-- Source data --
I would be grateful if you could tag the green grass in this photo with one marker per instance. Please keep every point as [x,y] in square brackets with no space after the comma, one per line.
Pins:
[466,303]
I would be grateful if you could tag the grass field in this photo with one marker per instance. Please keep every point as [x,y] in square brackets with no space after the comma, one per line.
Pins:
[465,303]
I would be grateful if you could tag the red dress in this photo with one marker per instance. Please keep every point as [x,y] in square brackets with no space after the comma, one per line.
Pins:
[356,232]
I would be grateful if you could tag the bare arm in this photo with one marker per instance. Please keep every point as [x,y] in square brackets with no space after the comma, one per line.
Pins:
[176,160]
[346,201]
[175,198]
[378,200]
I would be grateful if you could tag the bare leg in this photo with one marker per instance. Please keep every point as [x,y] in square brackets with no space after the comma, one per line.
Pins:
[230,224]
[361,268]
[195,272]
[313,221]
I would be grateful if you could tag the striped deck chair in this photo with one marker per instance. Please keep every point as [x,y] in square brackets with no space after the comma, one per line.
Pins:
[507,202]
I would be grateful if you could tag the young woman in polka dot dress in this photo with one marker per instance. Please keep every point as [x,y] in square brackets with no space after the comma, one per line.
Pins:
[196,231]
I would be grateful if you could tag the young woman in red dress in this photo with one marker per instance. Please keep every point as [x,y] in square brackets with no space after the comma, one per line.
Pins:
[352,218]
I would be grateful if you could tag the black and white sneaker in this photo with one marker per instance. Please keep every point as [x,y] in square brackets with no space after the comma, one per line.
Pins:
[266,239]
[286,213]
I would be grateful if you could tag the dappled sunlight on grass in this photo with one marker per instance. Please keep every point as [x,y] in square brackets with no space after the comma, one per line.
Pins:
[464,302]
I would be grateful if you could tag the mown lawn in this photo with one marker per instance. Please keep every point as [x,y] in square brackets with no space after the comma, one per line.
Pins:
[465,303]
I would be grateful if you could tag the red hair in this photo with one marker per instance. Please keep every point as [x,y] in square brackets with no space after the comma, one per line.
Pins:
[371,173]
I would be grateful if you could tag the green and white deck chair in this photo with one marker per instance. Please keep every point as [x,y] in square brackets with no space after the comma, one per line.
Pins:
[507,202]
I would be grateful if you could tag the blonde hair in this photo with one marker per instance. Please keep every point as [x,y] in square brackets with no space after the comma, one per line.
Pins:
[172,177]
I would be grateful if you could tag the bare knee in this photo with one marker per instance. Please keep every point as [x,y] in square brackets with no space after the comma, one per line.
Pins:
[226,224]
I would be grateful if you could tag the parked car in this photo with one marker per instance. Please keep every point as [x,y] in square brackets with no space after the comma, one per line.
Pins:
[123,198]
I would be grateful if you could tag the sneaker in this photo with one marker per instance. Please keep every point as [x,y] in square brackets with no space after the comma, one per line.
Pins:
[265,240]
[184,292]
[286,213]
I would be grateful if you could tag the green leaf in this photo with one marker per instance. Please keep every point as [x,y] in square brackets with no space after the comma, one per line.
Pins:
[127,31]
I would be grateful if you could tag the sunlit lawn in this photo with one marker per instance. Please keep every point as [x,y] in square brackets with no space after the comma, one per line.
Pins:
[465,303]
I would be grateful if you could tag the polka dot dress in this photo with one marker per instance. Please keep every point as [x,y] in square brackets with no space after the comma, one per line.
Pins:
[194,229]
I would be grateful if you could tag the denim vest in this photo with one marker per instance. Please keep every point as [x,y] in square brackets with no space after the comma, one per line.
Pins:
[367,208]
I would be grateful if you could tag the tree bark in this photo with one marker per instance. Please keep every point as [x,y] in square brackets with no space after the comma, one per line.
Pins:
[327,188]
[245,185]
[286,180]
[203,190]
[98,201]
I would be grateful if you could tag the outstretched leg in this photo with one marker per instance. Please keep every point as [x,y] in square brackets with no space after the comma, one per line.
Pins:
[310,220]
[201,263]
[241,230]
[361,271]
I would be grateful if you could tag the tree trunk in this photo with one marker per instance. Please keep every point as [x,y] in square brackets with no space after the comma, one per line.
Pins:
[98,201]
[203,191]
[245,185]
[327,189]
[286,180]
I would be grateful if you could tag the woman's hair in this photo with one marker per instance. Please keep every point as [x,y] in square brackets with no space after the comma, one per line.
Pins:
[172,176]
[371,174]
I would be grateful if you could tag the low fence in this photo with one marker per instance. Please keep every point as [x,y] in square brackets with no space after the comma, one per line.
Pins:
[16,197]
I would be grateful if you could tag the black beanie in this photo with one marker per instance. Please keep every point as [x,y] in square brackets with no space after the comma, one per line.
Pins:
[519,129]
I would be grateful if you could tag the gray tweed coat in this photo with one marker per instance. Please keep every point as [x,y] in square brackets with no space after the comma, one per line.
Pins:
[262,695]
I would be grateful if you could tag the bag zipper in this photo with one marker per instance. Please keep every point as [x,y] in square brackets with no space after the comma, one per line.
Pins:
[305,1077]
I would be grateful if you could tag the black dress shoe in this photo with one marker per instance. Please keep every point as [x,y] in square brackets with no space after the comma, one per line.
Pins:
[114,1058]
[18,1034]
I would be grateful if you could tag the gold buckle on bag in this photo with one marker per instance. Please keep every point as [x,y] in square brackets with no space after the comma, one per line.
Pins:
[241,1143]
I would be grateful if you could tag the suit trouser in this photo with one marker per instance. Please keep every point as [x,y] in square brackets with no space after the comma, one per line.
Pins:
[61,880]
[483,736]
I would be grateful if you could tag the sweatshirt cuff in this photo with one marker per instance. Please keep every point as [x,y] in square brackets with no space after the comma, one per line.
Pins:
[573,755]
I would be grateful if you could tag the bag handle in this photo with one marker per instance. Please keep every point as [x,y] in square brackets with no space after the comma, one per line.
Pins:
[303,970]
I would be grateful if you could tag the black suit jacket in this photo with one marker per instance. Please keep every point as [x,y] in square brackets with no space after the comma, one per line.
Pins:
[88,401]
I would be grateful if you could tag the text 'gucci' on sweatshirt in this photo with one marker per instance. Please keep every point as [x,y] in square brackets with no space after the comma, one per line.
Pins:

-- Work order --
Every entry that appears above should be duplicated exactly.

-- Reply --
I would be grateful if you could tag the green grass in this photo with one marker per instance. Please keep every point as [x,y] in square brackets with no space after the comma, one per line.
Pins:
[466,303]
I would be grateful if you could tag the grass field in this photo with one marker per instance. Please keep every point as [x,y] in square brackets with no space after the comma, one per line.
Pins:
[465,303]
I would be grateful if you could tag the red dress in this photo with one marker per instance. Please keep every point as [x,y] in square brackets with no space after the comma, one per line.
Pins:
[356,232]
I would be grateful if you could tag the bare arm in this photo with one marker per instance. Please keep every point as [x,y] in square brackets with no space after the comma, one per line.
Pins:
[176,160]
[346,201]
[175,198]
[378,200]
I would be grateful if you could tag the bare leg in this photo with one marker per instance. Please keep every point as [x,y] in square brackets with no space after the comma, one per line.
Pins:
[230,224]
[361,268]
[195,272]
[313,221]
I would be grateful if you could tag the striped deck chair in this photo with one marker per instance. Please keep every point as [x,y] in square brackets with no space after the comma, one per line.
Pins:
[507,202]
I would be grateful if you could tag the young woman in polka dot dress in this photo with one marker per instance. Please keep every point as [x,y] in square brackets with no space after the comma, one per line.
Pins:
[196,231]
I would be grateful if you could tag the young woman in red dress in this photo with one marker per instance. Please keep every point as [x,y] in square brackets with no space after the comma, one per line.
Pins:
[352,218]
I would be grateful if you could tag the black and white sneaker in this photo with one marker per instance. Please keep every point as [x,y] in square brackets with no space after the comma, one per line.
Pins:
[266,239]
[286,213]
I would be grateful if you could tag the dappled sunlight on grass in this photo with one marker per instance. Please keep every point as [x,y] in square brackets with no space after the comma, one per line.
Pins:
[464,302]
I would be grateful if you could tag the mown lawn in this photo with one marker per instance. Please keep every point as [x,y] in square brackets with no space after the comma, one per line.
Pins:
[465,303]
I would be grateful if you could tag the red hair in this photo with one marker per instance. Please keep every point as [x,y] in square brackets with no space after the comma, one per line.
Pins:
[371,173]
I would be grateful if you could tag the green and white deck chair in this photo with one marker per instance. Please keep every point as [x,y] in square brackets with no space after the comma, one per line.
Pins:
[507,202]
I would be grateful if you could tag the blonde hair in this photo with one marker per instance. Please keep every point as [x,y] in square brackets with no space after the comma, one per line.
Pins:
[172,177]
I would be grateful if you could tag the bare knee in this photo with one marker per instance. Please keep every point as [x,y] in square brackets with no space after the comma, one per line.
Pins:
[226,224]
I would be grateful if you could tag the parked car in this photo with one marker per instance. Please keep every point as [x,y] in square brackets with no space after the comma, one per line.
Pins:
[123,198]
I would be grateful if you could tag the sneaker in this photo with one marker per instance. Please keep every point as [x,y] in square brackets with no space after the comma, one per line.
Pins:
[265,240]
[184,292]
[286,213]
I would be grateful if you could tag the green leaf in this photo with one marker per instance. Please keep every point as [x,y] in square brackets with no space after the comma, one per line.
Pins:
[127,31]
I would be grateful if you could tag the sunlit lawn in this photo with one marker per instance. Please keep every point as [x,y] in square brackets with no space after the comma, one per line.
Pins:
[465,303]
I would be grateful if you could tag the polka dot dress in this photo with one marker per instance. Please keep every point as [x,y] in square brackets with no space after the comma, one per line.
Pins:
[194,229]
I would be grateful if you could tag the denim vest in this photo with one marker per instance. Please keep every point as [x,y] in square brackets with no space after the comma, one per line.
Pins:
[367,208]
I would be grateful if you could tag the tree bark in this photo with one marker per instance. Please keep every point as [x,y] in square brackets with no space after the comma, one per line.
Pins:
[327,188]
[245,185]
[286,180]
[203,190]
[98,201]
I would be grateful if you could tag the outstretched leg in this photo with one marker per instance. Please keep every point as [x,y] in square brackets with no space after the comma, one per line.
Pins:
[310,220]
[201,263]
[241,230]
[361,271]
I would be grateful if you could tag the tree trunk in this photo with one marker per instance. Please keep every point as [x,y] in square brackets with no space after the comma, one per line.
Pins:
[98,201]
[203,191]
[245,185]
[327,189]
[286,180]
I would be grateful if you could tag the woman's hair in this photo with one marker per instance. Please keep every point as [x,y] in square brackets with no space after the comma, one per line.
Pins:
[172,176]
[371,174]
I would be grateful if you could tag the low fence in this photo with one marker per instance. Please keep every point as [x,y] in square brackets with no space after the comma, one per line.
Pins:
[16,197]
I would be grateful if you could tag the black beanie in this photo with one marker per instance. Please keep every point as [x,y] in square brackets with no space after the comma, one per line.
Pins:
[519,129]
I would be grateful if you could tag the gray tweed coat in this photo with one marker per instance. Please keep every point as [x,y] in square brackets with no space after the comma, one per line.
Pins:
[262,695]
I would be grateful if you could tag the bag zipper in this photo with one marker per instance. Please keep every point as [x,y] in square brackets with no space after the comma, one per line.
Pins:
[305,1077]
I would be grateful if you could tag the black dress shoe in this photo with one marker per instance. Please keep every point as [x,y] in square brackets with no space after the comma, one per line.
Pins:
[114,1058]
[18,1034]
I would be grateful if you could tag the gold buckle on bag in this photo with one marker per instance. Please keep every point as [x,y] in square brackets with no space after the comma, one per line.
Pins:
[241,1143]
I would be grateful if you could tag the suit trouser in this photo with one marker per instance. Please keep every point as [x,y] in square brackets with no space after the comma, one per line.
Pins:
[61,880]
[483,736]
I would be grateful if you could tag the sweatshirt cuff in this photo with one marker per instance. Please keep every point as [x,y] in square brackets with no space after the comma, one per line.
Pins:
[573,755]
I would be grateful if you could tag the bag handle in this photo with one marker per instance. Please keep every point as [x,y] in square brackets with no space after the comma, one per line.
Pins:
[303,970]
I would be grateful if you could tag the black suit jacket in this photo with one marker per instance. Please keep every point as [x,y] in square brackets with no space after the comma, one per line.
Pins:
[88,401]
I would be grateful if you could tag the text 'gucci' on sweatshirt in this photo with one marker per instance. Please keep every point as [x,y] in square brackets with no space after the comma, one per line.
Pins:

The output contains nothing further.